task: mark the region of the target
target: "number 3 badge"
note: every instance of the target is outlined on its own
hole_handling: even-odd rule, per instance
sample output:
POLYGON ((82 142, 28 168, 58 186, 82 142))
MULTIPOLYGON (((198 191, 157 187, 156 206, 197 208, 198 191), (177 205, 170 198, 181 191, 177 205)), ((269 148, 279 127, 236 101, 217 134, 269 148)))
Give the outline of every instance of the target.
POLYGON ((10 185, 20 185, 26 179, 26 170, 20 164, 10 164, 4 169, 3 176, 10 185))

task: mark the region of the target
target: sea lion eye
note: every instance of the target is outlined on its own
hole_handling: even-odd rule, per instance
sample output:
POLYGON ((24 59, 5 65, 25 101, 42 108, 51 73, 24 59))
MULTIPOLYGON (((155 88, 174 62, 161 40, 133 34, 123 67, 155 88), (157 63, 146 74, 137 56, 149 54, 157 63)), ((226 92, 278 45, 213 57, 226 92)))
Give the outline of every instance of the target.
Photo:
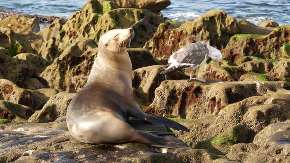
POLYGON ((117 33, 117 34, 116 34, 116 36, 115 36, 114 37, 114 38, 116 38, 116 37, 117 37, 117 36, 118 35, 119 35, 119 33, 117 33))

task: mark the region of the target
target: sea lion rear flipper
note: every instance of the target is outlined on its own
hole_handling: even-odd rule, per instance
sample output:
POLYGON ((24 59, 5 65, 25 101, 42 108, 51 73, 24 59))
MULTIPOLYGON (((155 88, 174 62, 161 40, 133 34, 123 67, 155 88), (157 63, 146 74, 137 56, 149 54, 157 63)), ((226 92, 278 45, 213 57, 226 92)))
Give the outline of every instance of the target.
POLYGON ((134 130, 133 140, 160 148, 176 148, 187 145, 171 136, 160 136, 145 131, 134 130))
POLYGON ((177 130, 189 131, 184 126, 163 116, 145 113, 145 117, 142 120, 154 125, 161 125, 177 130))
POLYGON ((158 136, 166 136, 170 135, 176 135, 176 133, 169 133, 169 132, 159 132, 158 131, 144 131, 147 133, 150 133, 151 134, 157 135, 158 136))

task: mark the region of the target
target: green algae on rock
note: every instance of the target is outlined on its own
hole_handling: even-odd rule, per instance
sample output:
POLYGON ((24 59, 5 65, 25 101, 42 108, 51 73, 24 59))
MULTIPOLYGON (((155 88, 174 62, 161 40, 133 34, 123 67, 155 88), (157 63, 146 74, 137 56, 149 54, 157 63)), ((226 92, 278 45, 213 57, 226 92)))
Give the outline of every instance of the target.
POLYGON ((212 10, 175 29, 161 24, 144 48, 150 50, 155 57, 169 57, 182 47, 197 41, 224 48, 232 35, 240 33, 234 18, 224 11, 212 10))
POLYGON ((0 119, 0 124, 6 124, 12 122, 11 120, 7 119, 0 119))
MULTIPOLYGON (((73 14, 59 30, 59 48, 64 49, 79 37, 90 37, 96 32, 99 18, 105 12, 118 8, 116 3, 101 0, 88 0, 79 11, 73 14)), ((103 34, 103 33, 101 33, 103 34)), ((99 33, 101 34, 101 33, 99 33)), ((93 38, 95 39, 95 37, 93 38)))
POLYGON ((244 56, 263 59, 280 59, 289 55, 283 53, 283 46, 290 38, 290 26, 281 26, 266 36, 233 36, 227 47, 221 51, 223 59, 235 63, 244 56))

**Required task:** Edit the entries from their first line through the line containing "MULTIPOLYGON (((198 191, 157", replacing every "target" with "object" and leaving everything else as it stands.

**Reply:**
task: mark the region of the object
object: "number 3 badge"
note: every instance of the object is outlined on its own
hole_handling: even-odd rule, per instance
sample output:
POLYGON ((82 142, 28 168, 58 186, 82 142))
MULTIPOLYGON (((198 191, 157 187, 156 206, 197 208, 198 191), (177 205, 170 198, 181 191, 177 205)), ((269 148, 279 127, 236 101, 217 134, 269 148)))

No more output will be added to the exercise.